---------- RECORDS SUPPLIED ----------

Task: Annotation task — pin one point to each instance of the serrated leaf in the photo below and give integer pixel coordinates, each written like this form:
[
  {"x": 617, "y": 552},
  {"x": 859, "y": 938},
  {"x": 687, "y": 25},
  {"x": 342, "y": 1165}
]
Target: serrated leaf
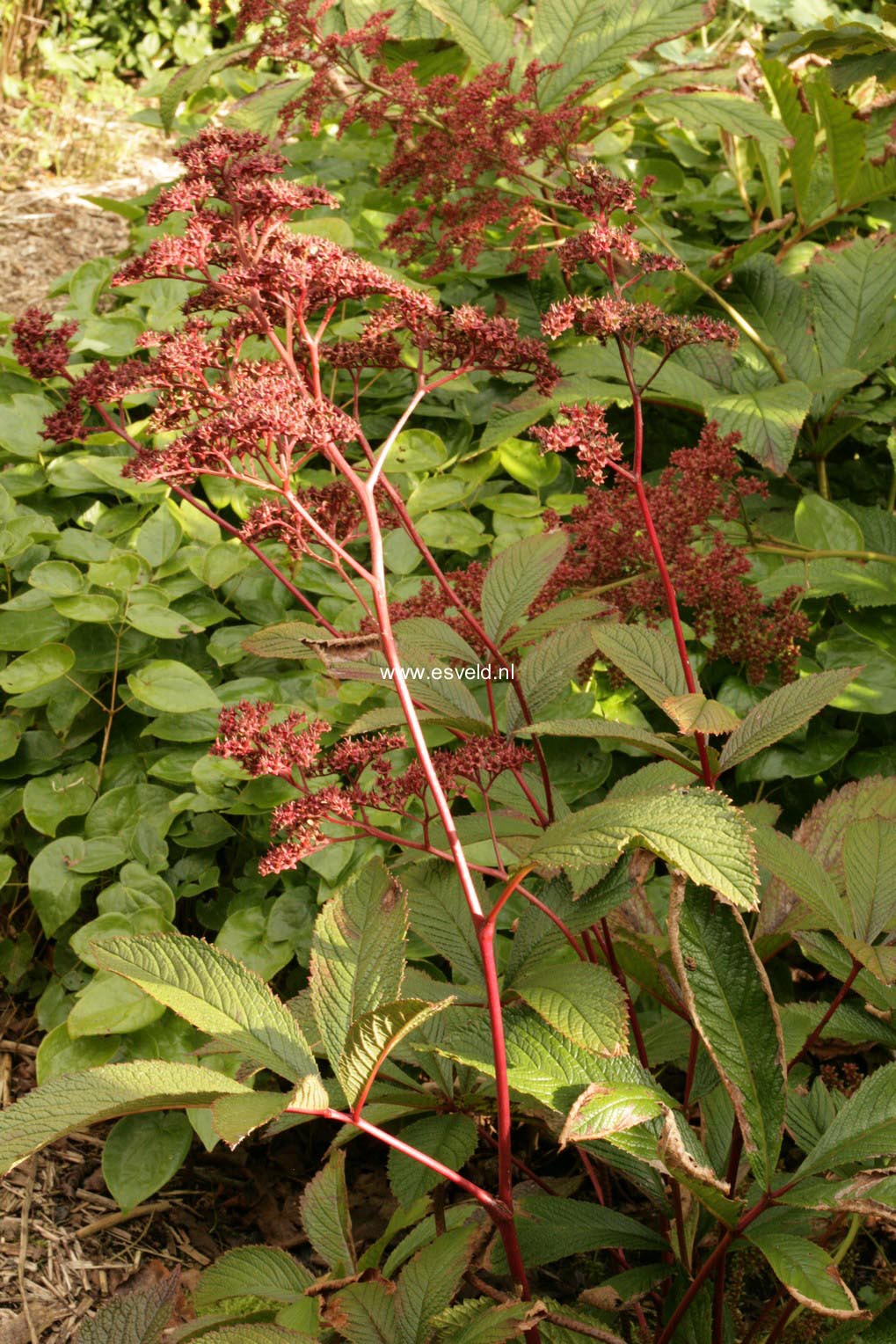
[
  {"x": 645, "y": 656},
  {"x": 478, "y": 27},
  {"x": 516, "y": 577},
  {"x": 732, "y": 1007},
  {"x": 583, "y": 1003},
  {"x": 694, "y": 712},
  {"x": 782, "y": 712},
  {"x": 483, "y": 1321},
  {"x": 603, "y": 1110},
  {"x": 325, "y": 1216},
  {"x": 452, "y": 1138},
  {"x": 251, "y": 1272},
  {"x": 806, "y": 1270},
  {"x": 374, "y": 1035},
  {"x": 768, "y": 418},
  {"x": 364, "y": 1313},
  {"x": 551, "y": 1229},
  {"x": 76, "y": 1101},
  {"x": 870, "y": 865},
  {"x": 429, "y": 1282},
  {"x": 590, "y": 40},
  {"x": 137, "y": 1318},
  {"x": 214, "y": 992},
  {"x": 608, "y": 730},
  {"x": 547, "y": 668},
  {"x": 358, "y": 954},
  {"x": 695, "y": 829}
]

----------

- [DESCRIPTION OF THE TASK] Please write out every line of the records above again, including the requests, but add -135 to each x and y coordinate in the answers, and omit the pictures.

- [RESULT OF THE EXERCISE]
Task: Annotation task — pin one point to each instance of the serrated leaf in the photo below and give integer pixel coordinates, each written like this form:
[
  {"x": 617, "y": 552},
  {"x": 859, "y": 938},
  {"x": 687, "y": 25},
  {"x": 342, "y": 1165}
]
Target: serrated leaf
[
  {"x": 510, "y": 521},
  {"x": 343, "y": -108},
  {"x": 381, "y": 442},
  {"x": 597, "y": 872},
  {"x": 448, "y": 868},
  {"x": 559, "y": 577},
  {"x": 647, "y": 577},
  {"x": 348, "y": 1186},
  {"x": 468, "y": 975},
  {"x": 190, "y": 1081},
  {"x": 317, "y": 1003},
  {"x": 116, "y": 1137},
  {"x": 671, "y": 1135},
  {"x": 239, "y": 900},
  {"x": 633, "y": 283},
  {"x": 229, "y": 1178},
  {"x": 416, "y": 1094},
  {"x": -59, "y": 966},
  {"x": 735, "y": 730},
  {"x": 294, "y": 1147},
  {"x": 455, "y": -95},
  {"x": 2, "y": 1183},
  {"x": 79, "y": 857},
  {"x": 473, "y": 595},
  {"x": 412, "y": 533},
  {"x": 223, "y": 819},
  {"x": 560, "y": 694}
]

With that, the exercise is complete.